Start of Data provided

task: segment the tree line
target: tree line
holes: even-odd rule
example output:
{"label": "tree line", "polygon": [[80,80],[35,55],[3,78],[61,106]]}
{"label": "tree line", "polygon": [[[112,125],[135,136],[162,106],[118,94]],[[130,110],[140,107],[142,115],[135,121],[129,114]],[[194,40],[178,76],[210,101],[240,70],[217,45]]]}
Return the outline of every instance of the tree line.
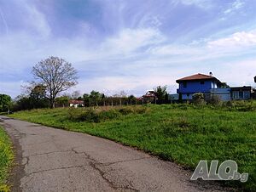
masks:
{"label": "tree line", "polygon": [[[134,95],[128,96],[124,91],[113,96],[106,96],[95,90],[84,94],[80,94],[78,91],[71,95],[63,94],[63,92],[77,85],[78,72],[71,63],[58,57],[51,56],[39,61],[32,67],[32,74],[34,81],[25,88],[25,93],[14,100],[9,95],[0,94],[0,112],[10,110],[16,111],[55,106],[67,107],[71,99],[83,100],[85,106],[136,104],[148,102],[143,98],[137,99]],[[155,88],[154,92],[155,101],[156,99],[166,98],[166,86]]]}

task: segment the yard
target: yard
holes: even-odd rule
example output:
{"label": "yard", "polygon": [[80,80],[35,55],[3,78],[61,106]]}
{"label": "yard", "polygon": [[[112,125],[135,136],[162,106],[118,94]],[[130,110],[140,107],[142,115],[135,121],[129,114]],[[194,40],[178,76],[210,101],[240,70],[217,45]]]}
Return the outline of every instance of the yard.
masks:
{"label": "yard", "polygon": [[33,110],[10,116],[86,133],[137,147],[194,170],[200,160],[234,160],[247,183],[224,184],[256,189],[256,104],[227,106],[162,104],[96,109]]}

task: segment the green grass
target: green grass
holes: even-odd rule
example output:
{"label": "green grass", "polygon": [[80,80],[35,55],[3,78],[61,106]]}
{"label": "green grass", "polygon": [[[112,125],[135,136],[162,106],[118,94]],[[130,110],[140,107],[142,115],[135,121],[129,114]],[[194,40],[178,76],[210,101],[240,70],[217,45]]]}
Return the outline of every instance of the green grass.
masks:
{"label": "green grass", "polygon": [[[108,111],[112,112],[109,115]],[[234,160],[239,172],[249,173],[248,181],[222,183],[240,190],[256,189],[253,107],[163,104],[110,110],[46,109],[21,111],[10,116],[107,138],[191,170],[200,160]]]}
{"label": "green grass", "polygon": [[3,128],[0,127],[0,191],[9,191],[6,179],[14,160],[11,142]]}

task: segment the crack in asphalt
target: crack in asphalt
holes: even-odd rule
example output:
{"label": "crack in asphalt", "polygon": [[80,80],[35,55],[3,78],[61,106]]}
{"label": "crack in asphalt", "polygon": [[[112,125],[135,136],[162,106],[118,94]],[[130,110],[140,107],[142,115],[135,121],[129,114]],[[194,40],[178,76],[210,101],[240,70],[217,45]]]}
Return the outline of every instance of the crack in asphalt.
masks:
{"label": "crack in asphalt", "polygon": [[99,161],[97,161],[96,160],[93,159],[90,155],[86,154],[85,151],[83,151],[83,152],[79,152],[77,150],[75,150],[77,147],[73,147],[72,149],[72,151],[73,151],[74,153],[76,154],[84,154],[84,155],[86,156],[87,159],[89,159],[90,161],[89,162],[90,166],[91,167],[93,167],[95,170],[96,170],[100,175],[102,176],[102,178],[109,184],[109,186],[113,189],[129,189],[129,190],[132,190],[132,191],[139,191],[138,189],[134,189],[132,184],[130,183],[130,184],[131,186],[129,186],[129,185],[126,185],[125,187],[117,187],[115,185],[115,184],[113,182],[112,182],[109,178],[108,178],[106,177],[106,174],[113,170],[110,170],[110,171],[107,171],[107,172],[104,172],[102,171],[100,167],[97,167],[97,166],[103,166],[103,167],[108,167],[108,166],[110,166],[110,165],[113,165],[114,163],[119,163],[119,162],[125,162],[125,161],[136,161],[136,160],[141,160],[141,159],[145,159],[145,158],[148,158],[148,157],[145,157],[145,158],[139,158],[139,159],[132,159],[132,160],[127,160],[127,161],[115,161],[115,162],[111,162],[111,163],[101,163]]}

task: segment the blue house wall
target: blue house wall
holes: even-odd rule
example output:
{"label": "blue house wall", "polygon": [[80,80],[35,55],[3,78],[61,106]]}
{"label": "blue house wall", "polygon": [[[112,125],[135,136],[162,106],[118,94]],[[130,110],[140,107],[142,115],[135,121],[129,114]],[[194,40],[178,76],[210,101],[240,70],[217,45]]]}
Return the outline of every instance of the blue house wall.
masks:
{"label": "blue house wall", "polygon": [[218,88],[216,81],[185,81],[179,82],[179,88],[177,93],[182,94],[182,99],[192,99],[192,95],[195,93],[210,93],[210,89]]}

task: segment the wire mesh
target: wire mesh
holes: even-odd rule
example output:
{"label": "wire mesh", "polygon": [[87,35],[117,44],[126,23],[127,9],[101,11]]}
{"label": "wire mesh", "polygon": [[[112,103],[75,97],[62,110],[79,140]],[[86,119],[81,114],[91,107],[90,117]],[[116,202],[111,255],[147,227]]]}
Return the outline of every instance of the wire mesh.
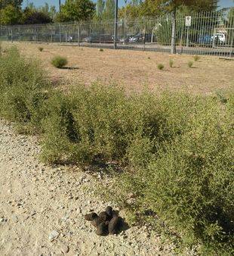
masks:
{"label": "wire mesh", "polygon": [[[189,26],[186,23],[190,17]],[[154,17],[122,19],[117,23],[117,48],[170,52],[173,23],[178,54],[233,55],[234,11],[177,13]],[[0,40],[75,44],[113,48],[114,20],[0,26]]]}

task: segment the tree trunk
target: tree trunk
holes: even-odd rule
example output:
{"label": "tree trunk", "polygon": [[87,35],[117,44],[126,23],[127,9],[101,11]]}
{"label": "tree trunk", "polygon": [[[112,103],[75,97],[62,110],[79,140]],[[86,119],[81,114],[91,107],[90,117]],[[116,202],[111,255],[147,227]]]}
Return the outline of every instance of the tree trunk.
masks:
{"label": "tree trunk", "polygon": [[171,13],[171,53],[172,55],[176,53],[176,45],[175,45],[175,30],[176,30],[176,9],[173,10]]}

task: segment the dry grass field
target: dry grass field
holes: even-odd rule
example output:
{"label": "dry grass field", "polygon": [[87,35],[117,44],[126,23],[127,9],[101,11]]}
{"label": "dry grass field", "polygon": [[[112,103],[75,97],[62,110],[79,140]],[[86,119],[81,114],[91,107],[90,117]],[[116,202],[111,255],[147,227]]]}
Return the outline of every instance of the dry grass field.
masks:
{"label": "dry grass field", "polygon": [[[211,94],[234,86],[234,61],[214,56],[201,56],[194,61],[192,55],[66,46],[51,44],[14,43],[27,56],[41,59],[42,66],[54,81],[89,85],[99,81],[118,84],[127,91],[139,92],[145,86],[152,90],[183,90],[196,94]],[[5,43],[3,47],[12,45]],[[43,47],[41,52],[38,47]],[[66,57],[68,68],[58,70],[51,64],[55,55]],[[174,60],[174,67],[169,60]],[[194,61],[192,68],[188,67]],[[165,68],[159,70],[159,64]]]}

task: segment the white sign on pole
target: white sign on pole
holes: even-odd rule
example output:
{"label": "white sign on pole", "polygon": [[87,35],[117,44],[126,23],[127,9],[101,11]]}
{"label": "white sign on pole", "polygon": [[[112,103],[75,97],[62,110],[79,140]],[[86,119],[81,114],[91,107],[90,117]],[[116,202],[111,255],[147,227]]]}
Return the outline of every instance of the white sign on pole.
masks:
{"label": "white sign on pole", "polygon": [[192,17],[191,16],[186,16],[186,17],[185,17],[185,26],[190,27],[191,26],[191,21],[192,21]]}

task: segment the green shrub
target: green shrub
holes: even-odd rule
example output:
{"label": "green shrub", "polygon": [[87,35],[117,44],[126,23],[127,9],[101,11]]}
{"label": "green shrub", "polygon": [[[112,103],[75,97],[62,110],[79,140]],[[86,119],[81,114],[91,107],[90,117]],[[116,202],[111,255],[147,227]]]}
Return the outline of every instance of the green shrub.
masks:
{"label": "green shrub", "polygon": [[[112,200],[138,218],[147,209],[156,213],[159,222],[144,221],[162,223],[181,237],[183,245],[229,251],[233,95],[223,103],[181,94],[127,96],[100,85],[74,90],[51,98],[44,159],[124,164],[125,171],[109,188]],[[136,198],[131,205],[130,192]]]}
{"label": "green shrub", "polygon": [[[159,120],[166,124],[152,139],[137,139],[129,149],[134,170],[117,175],[109,188],[116,202],[137,216],[150,209],[160,222],[145,221],[162,223],[182,245],[200,245],[205,254],[228,254],[233,242],[233,98],[226,105],[211,97],[188,96],[180,105],[170,98],[159,101]],[[131,205],[126,204],[130,192],[136,197]]]}
{"label": "green shrub", "polygon": [[39,129],[50,88],[39,64],[11,48],[0,58],[0,73],[1,116],[15,121],[20,129]]}
{"label": "green shrub", "polygon": [[171,59],[171,60],[169,61],[169,66],[170,66],[170,67],[173,67],[173,64],[174,64],[174,61]]}
{"label": "green shrub", "polygon": [[191,68],[191,67],[192,67],[192,66],[193,66],[193,62],[192,61],[189,61],[188,62],[188,67]]}
{"label": "green shrub", "polygon": [[194,55],[193,59],[194,59],[194,61],[198,61],[200,59],[200,56]]}
{"label": "green shrub", "polygon": [[67,60],[64,57],[55,56],[53,58],[51,64],[57,68],[62,68],[67,64]]}
{"label": "green shrub", "polygon": [[157,66],[158,69],[162,70],[164,69],[164,64],[162,64],[162,63],[159,63]]}
{"label": "green shrub", "polygon": [[232,254],[233,92],[127,95],[94,84],[65,94],[51,91],[38,62],[15,48],[0,57],[0,73],[1,116],[43,131],[45,161],[117,162],[123,171],[108,189],[131,220],[201,254]]}

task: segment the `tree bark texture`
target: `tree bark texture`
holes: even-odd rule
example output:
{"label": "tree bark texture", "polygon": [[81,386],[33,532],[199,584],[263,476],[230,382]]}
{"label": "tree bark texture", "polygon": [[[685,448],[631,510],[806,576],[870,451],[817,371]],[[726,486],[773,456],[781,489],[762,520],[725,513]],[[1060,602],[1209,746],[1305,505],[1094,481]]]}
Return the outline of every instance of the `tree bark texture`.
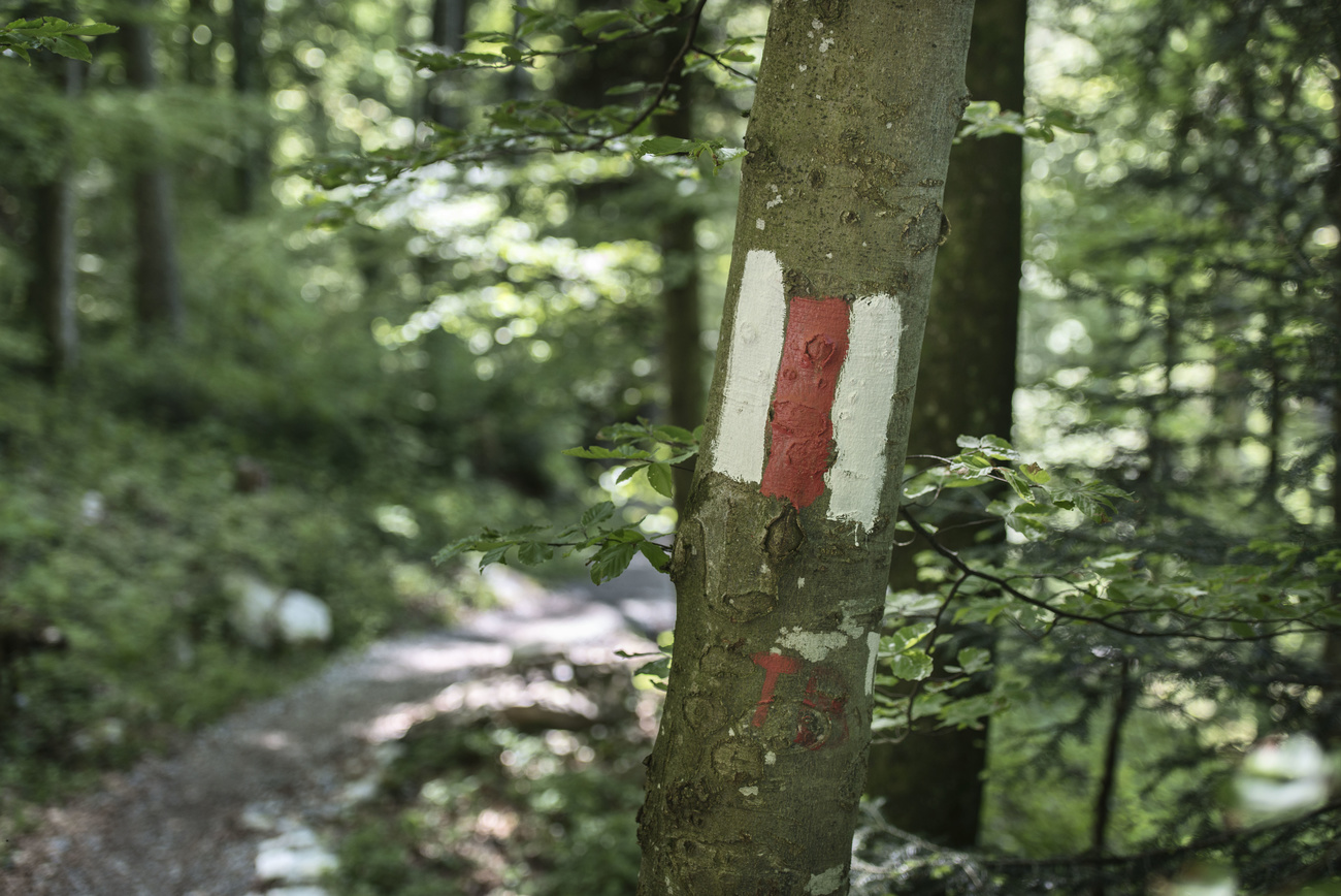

End of Data provided

* Given instruction *
Give back every line of the material above that contains the word "Return", matching its capitalization exactly.

* Expected answer *
Return the outline of every instance of the tree line.
Return the outline of every instance of the yard.
Return the outline of every instance of the green grass.
Return the outline of every instance of the crack in asphalt.
Return the outline of every instance of the blue house wall.
Return the outline of every instance of the wire mesh.
Return the outline of every instance of the tree trunk.
Return the outline of every instance of the dry grass field.
Return the outline of every instance of the white sign on pole.
Return the outline of every instance of the green shrub.
Return the outline of every instance of the `tree bark texture`.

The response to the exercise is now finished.